Our society is splintered, frayed and disconnected: we stagger around looking for a place to belong. And we have a collective belief system that is currently crushing our resolve as a human species: apathy and powerlessness. We are not even close to self-actualization at the top of Maslow’s triangle.

So what can we do about it? Here are four tips:

  1. Be a shelter-giver: Sore up our physical safety first. Hurricane Matthew is urgent. Thousands have already been offered refuge and physical safety. Human hearts abdicate from the political foray in moments like this and beautifully come together as one collective heart.
  2. Come to Our Senses: Literally. Close your eyes and focus on your senses. Restore some of the battering that has rocked every cell of your being. Instead of looking at the negatively charged political landscape, go to your own internal landscape and power up with thoughts of how you WANT the world to look. The story we’ve been hearing and telling: Trump said this; Hillary did that—shatters our belief in the human goodness and the connectedness in our relationships—onto which we all want to desperately hold. These thoughts and feelings are habits that do not align with how we feel. That’s why every cell of our being is racked with fear and anxiety, and seemingly call out: “No. no. no.” Blame and shame are not on Maslow’s triangle; replace them with understanding and empathy. It takes a minimum of 21 days to change a habit. Get very clear on the picture you desire and it will become a new reality. When you “clear the decks,” that’s when creative brainstorming and solution-finding occur. Today is day 1.

STORED RECORDS:
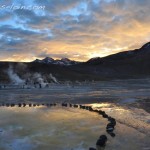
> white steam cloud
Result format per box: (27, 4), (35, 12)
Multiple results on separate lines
(7, 66), (25, 85)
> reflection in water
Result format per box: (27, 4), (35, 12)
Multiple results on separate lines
(0, 106), (107, 150)
(0, 103), (150, 150)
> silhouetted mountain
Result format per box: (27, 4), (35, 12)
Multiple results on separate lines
(33, 57), (80, 66)
(0, 42), (150, 82)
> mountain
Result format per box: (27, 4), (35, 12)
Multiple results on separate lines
(33, 57), (80, 66)
(0, 42), (150, 83)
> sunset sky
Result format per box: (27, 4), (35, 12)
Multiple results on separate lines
(0, 0), (150, 61)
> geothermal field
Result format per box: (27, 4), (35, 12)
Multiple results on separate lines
(0, 79), (150, 150)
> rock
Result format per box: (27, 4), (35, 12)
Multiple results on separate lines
(102, 114), (108, 118)
(89, 147), (96, 150)
(10, 103), (15, 107)
(6, 103), (9, 107)
(109, 132), (116, 137)
(18, 103), (22, 107)
(23, 103), (26, 107)
(73, 105), (78, 108)
(89, 106), (93, 111)
(61, 103), (67, 107)
(96, 135), (107, 147)
(106, 128), (114, 133)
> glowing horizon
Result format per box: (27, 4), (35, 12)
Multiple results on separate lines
(0, 0), (150, 62)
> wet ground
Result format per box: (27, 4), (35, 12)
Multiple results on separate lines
(0, 79), (150, 150)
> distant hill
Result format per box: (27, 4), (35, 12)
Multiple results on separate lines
(0, 42), (150, 83)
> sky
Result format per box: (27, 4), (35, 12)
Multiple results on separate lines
(0, 0), (150, 62)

THE PROBLEM: Pick up the piece on healing a divided society and continue it from the point where it stops. The data is unrelated to the piece on healing a divided society.

OUTPUT OF THE EXERCISE:
  3. Take the Time to Reframe Decompression: We desire national security. Is there a way we better communicate with one another by looking to ourselves rather than nominated political candidates and social media data to form our opinions? Instead, can your own desired values be a part of a collective conversation? Perhaps we need to implement the airline passenger safety guidelines: “In the event of decompression, place the oxygen mask on yourself first.” Figure our own sh*# out first. Own it.
  4. “Look for the Helpers:” Fred Rogers’ mantra during any kind of crisis. Snarky comments and vicious attacks on one another as we transfer our fear and frustrations onto those we care about—really? Just because we do not see self-discipline modeled in the world, doesn’t mean that we can’t muster it ourselves. We can choose to surround ourselves with like-minded helpers and givers, whose intentions are genuine and other-centric. Politics did not sway the winds of Hurricane Matthew; people stepped up to help others in need no matter their political views. In fact, they didn’t even think about the November 8th election day as they opened their doors and hearts to shelter those who sought refuge.

It does not matter if the winds of woe are natural, emotional, intellectual, economical, psychological, social, negative or political. Our human goodness will always prevail. Consider that Hurricane Matthew gives us a psychology lesson on self-empowerment and how to get back—at the very least—to the middle of Maslow’s Hierarchy of Human Needs: love and belonging. 

It’s a start.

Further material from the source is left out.